> DATA ROWS

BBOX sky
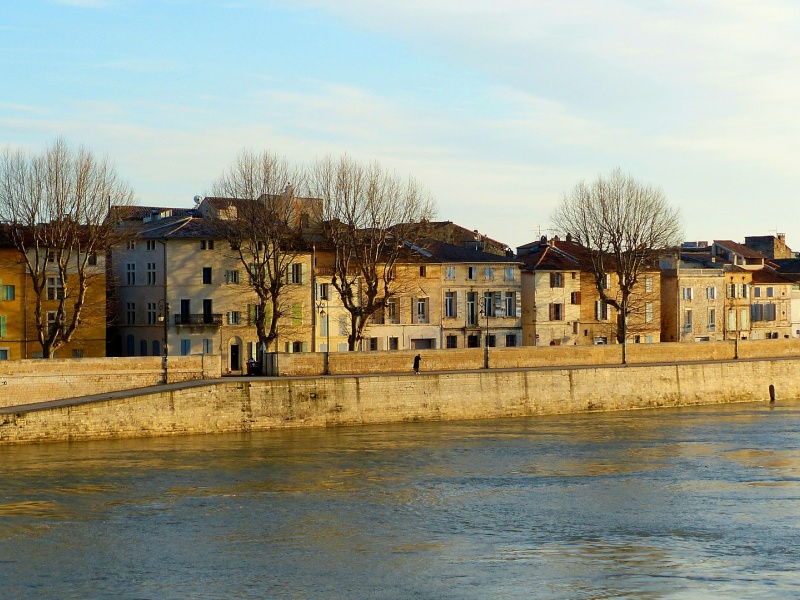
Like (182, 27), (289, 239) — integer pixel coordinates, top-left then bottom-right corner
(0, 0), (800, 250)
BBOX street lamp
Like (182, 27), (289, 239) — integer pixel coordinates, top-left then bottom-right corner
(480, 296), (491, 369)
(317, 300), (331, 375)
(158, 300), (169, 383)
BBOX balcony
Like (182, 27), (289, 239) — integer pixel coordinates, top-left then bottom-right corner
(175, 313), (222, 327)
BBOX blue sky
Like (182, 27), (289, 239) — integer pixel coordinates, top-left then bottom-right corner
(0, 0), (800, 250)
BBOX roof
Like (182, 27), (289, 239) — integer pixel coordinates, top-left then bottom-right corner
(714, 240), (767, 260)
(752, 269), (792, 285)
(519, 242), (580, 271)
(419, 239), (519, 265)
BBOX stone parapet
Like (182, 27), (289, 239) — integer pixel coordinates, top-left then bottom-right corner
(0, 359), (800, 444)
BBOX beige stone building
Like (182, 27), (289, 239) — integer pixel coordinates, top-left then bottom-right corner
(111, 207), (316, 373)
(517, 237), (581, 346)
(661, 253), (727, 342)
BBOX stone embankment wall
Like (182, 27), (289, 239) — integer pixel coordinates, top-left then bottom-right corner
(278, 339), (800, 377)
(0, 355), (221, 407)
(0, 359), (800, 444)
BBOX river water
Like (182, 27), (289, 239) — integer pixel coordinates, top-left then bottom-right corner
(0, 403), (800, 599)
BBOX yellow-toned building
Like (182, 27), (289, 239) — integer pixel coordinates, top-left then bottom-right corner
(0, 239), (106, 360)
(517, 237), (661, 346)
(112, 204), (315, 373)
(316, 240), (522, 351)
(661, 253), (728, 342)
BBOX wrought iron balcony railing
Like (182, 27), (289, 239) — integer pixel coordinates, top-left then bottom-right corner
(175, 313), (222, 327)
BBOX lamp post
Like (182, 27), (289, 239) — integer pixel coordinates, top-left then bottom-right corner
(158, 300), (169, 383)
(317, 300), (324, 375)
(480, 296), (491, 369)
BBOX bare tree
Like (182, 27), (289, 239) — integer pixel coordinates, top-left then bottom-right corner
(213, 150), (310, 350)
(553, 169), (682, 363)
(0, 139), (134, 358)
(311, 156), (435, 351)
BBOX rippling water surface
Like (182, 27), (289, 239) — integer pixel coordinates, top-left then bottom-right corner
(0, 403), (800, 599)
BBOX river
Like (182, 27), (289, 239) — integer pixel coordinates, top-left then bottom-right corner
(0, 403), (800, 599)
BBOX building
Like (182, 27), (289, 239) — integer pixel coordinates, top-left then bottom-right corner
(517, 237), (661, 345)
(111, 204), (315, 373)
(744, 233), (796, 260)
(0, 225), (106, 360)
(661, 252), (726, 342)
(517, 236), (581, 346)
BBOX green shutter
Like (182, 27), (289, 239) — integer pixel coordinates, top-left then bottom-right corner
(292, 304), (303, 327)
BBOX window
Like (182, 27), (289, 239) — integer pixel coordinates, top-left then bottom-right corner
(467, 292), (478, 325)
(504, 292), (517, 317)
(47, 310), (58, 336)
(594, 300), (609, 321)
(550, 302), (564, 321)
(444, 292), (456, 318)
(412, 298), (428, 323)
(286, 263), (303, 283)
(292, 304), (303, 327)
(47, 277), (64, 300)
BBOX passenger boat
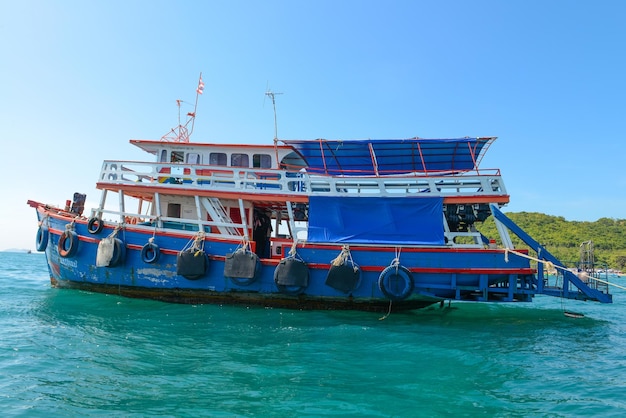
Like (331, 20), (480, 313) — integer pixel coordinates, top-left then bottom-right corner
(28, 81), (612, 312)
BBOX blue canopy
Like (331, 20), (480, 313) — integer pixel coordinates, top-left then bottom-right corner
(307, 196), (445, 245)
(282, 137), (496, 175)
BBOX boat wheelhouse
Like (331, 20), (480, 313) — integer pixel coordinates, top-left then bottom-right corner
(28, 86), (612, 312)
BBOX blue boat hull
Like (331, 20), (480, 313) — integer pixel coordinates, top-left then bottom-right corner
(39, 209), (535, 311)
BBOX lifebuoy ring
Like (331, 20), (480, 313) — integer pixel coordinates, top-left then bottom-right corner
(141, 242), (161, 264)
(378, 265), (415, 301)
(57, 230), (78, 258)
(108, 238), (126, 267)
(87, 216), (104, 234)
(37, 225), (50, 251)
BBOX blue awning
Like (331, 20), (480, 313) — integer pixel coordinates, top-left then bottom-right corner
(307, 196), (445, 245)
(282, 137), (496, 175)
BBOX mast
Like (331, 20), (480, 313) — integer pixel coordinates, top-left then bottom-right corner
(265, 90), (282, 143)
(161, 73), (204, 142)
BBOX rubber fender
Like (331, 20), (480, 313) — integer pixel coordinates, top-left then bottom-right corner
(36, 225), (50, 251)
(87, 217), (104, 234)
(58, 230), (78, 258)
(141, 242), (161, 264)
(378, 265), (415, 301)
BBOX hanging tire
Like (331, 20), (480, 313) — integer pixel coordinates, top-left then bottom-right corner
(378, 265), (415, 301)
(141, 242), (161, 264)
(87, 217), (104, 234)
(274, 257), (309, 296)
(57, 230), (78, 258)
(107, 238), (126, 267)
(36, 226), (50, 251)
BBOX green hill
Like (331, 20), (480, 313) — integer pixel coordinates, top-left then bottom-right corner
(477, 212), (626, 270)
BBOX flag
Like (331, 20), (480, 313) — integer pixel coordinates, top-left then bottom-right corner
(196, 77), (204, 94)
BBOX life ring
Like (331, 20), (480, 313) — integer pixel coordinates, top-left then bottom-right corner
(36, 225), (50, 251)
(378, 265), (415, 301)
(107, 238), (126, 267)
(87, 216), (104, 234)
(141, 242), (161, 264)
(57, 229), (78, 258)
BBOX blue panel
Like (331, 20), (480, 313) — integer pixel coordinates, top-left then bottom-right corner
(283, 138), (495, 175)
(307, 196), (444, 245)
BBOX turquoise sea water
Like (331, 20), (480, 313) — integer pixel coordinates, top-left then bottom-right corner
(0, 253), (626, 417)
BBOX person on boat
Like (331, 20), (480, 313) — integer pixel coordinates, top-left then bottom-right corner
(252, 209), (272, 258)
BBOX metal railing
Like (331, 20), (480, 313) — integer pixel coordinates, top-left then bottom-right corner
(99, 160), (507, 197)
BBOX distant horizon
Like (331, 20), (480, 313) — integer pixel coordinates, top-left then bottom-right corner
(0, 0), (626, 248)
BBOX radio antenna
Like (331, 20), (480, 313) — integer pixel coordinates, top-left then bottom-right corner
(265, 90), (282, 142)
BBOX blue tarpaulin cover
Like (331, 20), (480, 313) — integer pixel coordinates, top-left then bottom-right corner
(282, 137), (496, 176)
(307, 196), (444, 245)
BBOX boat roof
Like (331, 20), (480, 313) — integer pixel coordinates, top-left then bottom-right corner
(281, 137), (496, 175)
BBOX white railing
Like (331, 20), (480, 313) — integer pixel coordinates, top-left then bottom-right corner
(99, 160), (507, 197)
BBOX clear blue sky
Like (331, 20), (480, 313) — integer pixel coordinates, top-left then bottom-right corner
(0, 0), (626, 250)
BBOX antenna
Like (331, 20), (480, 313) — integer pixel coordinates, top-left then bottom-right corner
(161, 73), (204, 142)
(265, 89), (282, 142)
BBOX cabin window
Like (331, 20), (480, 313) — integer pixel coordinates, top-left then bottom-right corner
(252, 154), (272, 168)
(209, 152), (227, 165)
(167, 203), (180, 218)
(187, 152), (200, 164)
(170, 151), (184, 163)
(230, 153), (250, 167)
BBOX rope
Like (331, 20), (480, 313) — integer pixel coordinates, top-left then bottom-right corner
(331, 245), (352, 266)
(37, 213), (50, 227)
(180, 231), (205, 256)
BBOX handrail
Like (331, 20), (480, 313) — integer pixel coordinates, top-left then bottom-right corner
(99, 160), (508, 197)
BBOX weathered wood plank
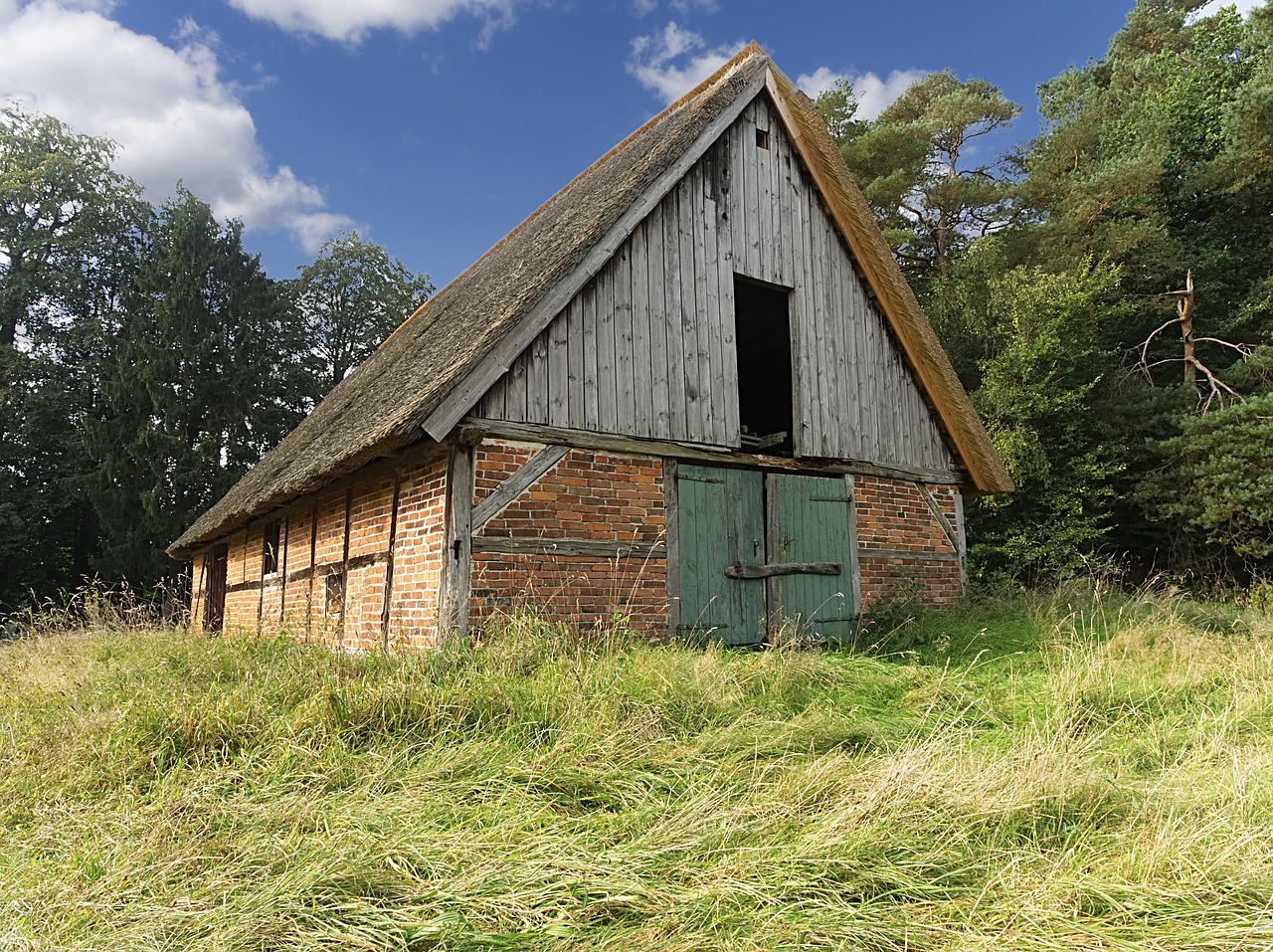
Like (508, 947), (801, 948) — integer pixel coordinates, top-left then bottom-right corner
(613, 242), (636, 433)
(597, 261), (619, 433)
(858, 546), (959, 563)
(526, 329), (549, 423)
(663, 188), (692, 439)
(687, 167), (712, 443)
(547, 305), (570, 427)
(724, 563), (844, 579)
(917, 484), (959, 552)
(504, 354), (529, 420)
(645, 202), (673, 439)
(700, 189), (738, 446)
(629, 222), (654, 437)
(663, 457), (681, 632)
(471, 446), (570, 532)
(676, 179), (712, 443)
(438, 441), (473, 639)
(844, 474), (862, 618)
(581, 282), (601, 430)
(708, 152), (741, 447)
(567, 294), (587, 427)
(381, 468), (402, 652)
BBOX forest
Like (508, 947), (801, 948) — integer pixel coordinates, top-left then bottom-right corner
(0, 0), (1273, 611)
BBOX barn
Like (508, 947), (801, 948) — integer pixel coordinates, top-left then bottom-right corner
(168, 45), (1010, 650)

> WHAT YOU SHOULD DO
Please put the lines of the items above, from the line with "BBOX blue awning" to the line with "(196, 77), (204, 94)", into a JSON list of strings, one per line, with both end lines included and blank lines left out.

> SOLVED EXERCISE
[
  "BBOX blue awning",
  "Like (331, 20), (480, 313) — integer pixel coordinates, top-left then bottom-right corner",
  "(307, 196), (445, 245)",
  "(282, 137), (496, 175)",
  "BBOX mast",
  "Like (331, 20), (480, 313) — integer pixel coordinates, top-left then bottom-right corner",
  "(265, 90), (282, 143)",
  "(161, 73), (204, 142)",
  "BBOX rubber fender",
  "Like (331, 20), (480, 313) — integer pixel coordinates, top-left then bottom-right corner",
  "(36, 225), (50, 251)",
  "(87, 217), (104, 234)",
  "(58, 230), (78, 258)",
  "(141, 242), (161, 264)",
  "(378, 265), (415, 301)",
  "BBOX hanging tire",
  "Like (331, 20), (480, 313) — integer pixel coordinates, top-left then bottom-right corner",
  "(378, 265), (415, 301)",
  "(141, 242), (161, 264)",
  "(87, 217), (104, 234)",
  "(274, 257), (309, 296)",
  "(57, 230), (78, 258)",
  "(107, 238), (126, 267)",
  "(36, 226), (50, 251)",
  "BBOX green hill",
  "Like (331, 20), (480, 313) — integer pixel coordinates, top-left then bottom-right corner",
  "(477, 212), (626, 270)",
  "BBOX flag",
  "Like (331, 20), (480, 313) — integer pixel coordinates, top-left then bottom-right corner",
  "(196, 77), (204, 94)"
]